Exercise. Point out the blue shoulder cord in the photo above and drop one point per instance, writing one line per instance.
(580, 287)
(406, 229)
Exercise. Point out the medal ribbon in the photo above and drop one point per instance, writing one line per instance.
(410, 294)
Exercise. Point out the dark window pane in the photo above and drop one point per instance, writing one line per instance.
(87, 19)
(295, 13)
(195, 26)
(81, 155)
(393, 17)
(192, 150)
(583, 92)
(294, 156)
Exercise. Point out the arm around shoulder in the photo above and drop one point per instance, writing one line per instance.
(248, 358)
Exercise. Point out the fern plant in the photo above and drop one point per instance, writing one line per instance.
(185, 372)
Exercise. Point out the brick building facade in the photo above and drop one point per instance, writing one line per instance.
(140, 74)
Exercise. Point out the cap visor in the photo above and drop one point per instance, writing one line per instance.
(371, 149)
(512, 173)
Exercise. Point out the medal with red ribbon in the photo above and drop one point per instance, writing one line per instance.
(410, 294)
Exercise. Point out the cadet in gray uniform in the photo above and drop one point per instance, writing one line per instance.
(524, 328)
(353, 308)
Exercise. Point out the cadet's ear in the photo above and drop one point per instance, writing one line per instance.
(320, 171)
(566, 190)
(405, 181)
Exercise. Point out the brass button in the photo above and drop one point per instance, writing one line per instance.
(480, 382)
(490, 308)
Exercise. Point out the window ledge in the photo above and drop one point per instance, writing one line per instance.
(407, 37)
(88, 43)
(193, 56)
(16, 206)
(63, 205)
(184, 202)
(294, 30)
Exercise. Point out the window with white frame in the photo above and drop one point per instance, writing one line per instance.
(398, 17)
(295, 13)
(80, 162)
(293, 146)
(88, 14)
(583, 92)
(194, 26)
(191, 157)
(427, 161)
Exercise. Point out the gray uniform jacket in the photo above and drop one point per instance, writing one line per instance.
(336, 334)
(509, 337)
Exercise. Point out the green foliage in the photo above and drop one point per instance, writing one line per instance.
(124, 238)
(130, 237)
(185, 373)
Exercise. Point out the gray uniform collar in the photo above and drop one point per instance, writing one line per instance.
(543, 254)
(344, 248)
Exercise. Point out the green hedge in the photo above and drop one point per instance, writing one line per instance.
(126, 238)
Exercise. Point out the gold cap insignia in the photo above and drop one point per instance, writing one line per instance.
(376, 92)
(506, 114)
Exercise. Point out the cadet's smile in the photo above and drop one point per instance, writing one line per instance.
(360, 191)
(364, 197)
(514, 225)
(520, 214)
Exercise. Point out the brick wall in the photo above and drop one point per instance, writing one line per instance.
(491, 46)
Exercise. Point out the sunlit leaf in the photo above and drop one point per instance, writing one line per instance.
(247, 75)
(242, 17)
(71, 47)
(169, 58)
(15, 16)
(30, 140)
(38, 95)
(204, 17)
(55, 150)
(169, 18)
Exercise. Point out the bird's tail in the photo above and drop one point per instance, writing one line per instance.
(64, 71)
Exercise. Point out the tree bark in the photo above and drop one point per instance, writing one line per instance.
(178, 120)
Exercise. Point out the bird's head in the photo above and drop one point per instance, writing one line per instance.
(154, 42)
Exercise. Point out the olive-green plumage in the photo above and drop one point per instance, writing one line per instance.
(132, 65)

__________________________________________________

**YOUR TASK**.
Transcribe each record shown above, exactly.

**WRITTEN SOLUTION**.
Exercise. Point out the blue shoulder cord in the photo above and drop one point per instance, writing one line per instance.
(580, 287)
(406, 229)
Exercise. Point out the medal ribbon in the photo above and drop one point per instance, writing one line per instance.
(410, 294)
Exercise. Point out the dark window pane in the photo above and drop one point per instance, writing one line per instance.
(87, 19)
(295, 13)
(195, 26)
(81, 155)
(393, 17)
(192, 150)
(583, 92)
(294, 156)
Exercise. Point out the arm around shoulder in the photo above and drop one point per instance, writing one line per instance.
(248, 358)
Exercise. Point out the fern plant in the photo above and drop one point per instance, writing one line per instance.
(185, 372)
Exercise. Point out the brick building facade in the photo above and drop one point per instance, writing one line per instance.
(140, 74)
Exercise. Point out the cap visor in the photo above and drop one point per instance, writing one line per instance.
(371, 149)
(512, 173)
Exercise. Point out the medal with red ribbon in the photo above and drop one point per instance, writing one line per instance.
(410, 294)
Exercise. Point out the cadet in gray uniform in the photo above and drop one point per instance, writing one line per instance.
(524, 328)
(353, 308)
Exercise. Point out the cadet's ear in the photo above and drop one point per instance, writing one line per instance.
(320, 171)
(566, 190)
(405, 181)
Exercise. Point out the brass button in the photo above and drop one point per instance, writing one line per instance.
(480, 382)
(490, 308)
Exercise. Point out the window ledge in the photo above and drop one point per instance, writing one line per instance.
(407, 37)
(88, 43)
(193, 56)
(16, 206)
(63, 205)
(184, 202)
(294, 30)
Exercise. Point out the window with white frame in the photo above and drop one point per instance, writing one line per instance.
(398, 17)
(295, 13)
(80, 162)
(293, 146)
(88, 14)
(583, 92)
(194, 26)
(191, 157)
(427, 161)
Exercise. Point out the gray uniform jacket in the photo above and drop one point per instance, writing one line per instance.
(336, 334)
(509, 337)
Exercise. Point out the green foliage in the photo above and drop one point per instance, writing one line per instance.
(124, 238)
(130, 237)
(185, 373)
Exercise. Point out the gray uniform collar in the photo above and drop one point per instance, writing one line per instance.
(543, 254)
(344, 248)
Exercise. Point out the green hedge in the photo above and drop one point per instance, writing one line per instance.
(126, 238)
Exercise. Point out the gold cap insignia in the photo above and drop one point per instance, writing one line per instance.
(376, 92)
(506, 114)
Exercise. Point out the cadet's smile in the photo above and drop one point per instance, writing one line per instance.
(360, 191)
(364, 197)
(514, 225)
(520, 214)
Exercise. Point out the brick wall in the photo above and drop one point per instance, writing one line per instance.
(491, 46)
Exercise. Point out the sunlit leaf in the photo above and drop one point per instance, writing one line per instance.
(247, 75)
(242, 17)
(71, 47)
(169, 58)
(15, 16)
(30, 140)
(38, 95)
(204, 17)
(55, 150)
(169, 18)
Exercise. Point out the bird's tail in the photo above and drop one point per instance, writing one line per instance.
(64, 71)
Exercise. Point out the tree bark in the photo above and drop one point per instance, writing one line per instance.
(178, 120)
Exercise. Point out the bird's head in the photo above and drop one point per instance, writing one line per instance.
(154, 42)
Exercise. Point out the olive-green plumage in the photo above and drop one point per instance, writing one line per instance.
(132, 65)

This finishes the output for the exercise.